== EXERCICE COURT ==
D'après le passage sur l'hénotique, répondez brièvement :
(a) De quel concile l'hénotique représentait-il l'abandon ?
(b) De qui Zénon recommençait-il le jeu ?
(c) Qui fut installé à Alexandrie à la place de Talaïa, et à quelle date ?

== SECTION DU TEXTE ==
L’hénotique n’offrait donc rien d’hétérodoxe dans l’expression, mais il était l’abandon équivalent du concile de Chalcédoine, abandon qu’une allusion perfide venait encore souligner. Zénon recommençait le jeu des eusébiens après Nicée, en essayant d’une formule assez lâche pour contenter tout le monde. Comme on pouvait le prévoir, il ne contenta personne, mais il mit aux mains des partis et des politiques une arme meurtrière. Pierre Monge signa l’hénotique et fut installé à Alexandrie à la place de Talaïa (octobre 482).

== EXTRAIT DE DONNÉES ==
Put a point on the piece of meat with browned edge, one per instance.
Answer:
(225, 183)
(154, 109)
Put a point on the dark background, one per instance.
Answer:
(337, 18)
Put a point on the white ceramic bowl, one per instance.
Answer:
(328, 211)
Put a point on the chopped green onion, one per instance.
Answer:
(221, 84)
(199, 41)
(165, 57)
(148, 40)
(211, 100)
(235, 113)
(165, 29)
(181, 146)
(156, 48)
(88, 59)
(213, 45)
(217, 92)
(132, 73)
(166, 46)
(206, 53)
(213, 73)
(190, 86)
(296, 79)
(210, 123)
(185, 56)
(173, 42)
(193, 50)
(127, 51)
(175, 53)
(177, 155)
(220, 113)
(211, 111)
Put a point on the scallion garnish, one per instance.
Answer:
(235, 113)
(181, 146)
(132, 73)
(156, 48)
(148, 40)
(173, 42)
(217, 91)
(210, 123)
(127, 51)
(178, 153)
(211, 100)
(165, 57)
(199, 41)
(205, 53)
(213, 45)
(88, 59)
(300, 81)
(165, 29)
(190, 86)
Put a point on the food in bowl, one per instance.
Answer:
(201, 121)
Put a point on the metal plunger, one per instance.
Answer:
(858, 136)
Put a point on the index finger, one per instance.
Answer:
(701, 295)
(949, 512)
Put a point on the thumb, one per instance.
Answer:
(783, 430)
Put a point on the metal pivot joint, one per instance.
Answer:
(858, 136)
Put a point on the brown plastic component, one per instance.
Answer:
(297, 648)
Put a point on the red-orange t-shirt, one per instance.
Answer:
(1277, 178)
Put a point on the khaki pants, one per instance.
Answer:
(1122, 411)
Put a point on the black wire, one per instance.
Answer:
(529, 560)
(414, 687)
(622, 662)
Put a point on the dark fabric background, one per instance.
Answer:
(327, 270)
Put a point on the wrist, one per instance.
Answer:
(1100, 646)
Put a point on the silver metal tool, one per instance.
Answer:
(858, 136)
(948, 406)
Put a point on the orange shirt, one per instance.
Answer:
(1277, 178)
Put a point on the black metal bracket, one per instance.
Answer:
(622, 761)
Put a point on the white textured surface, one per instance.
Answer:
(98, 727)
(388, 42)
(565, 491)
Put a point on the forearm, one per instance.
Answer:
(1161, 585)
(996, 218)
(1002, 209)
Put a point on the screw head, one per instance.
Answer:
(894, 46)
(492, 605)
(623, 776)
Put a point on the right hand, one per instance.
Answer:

== EN RÉPONSE ==
(a) Le concile de Chalcédoine.
(b) Des eusébiens après Nicée.
(c) Pierre Monge, en octobre 482.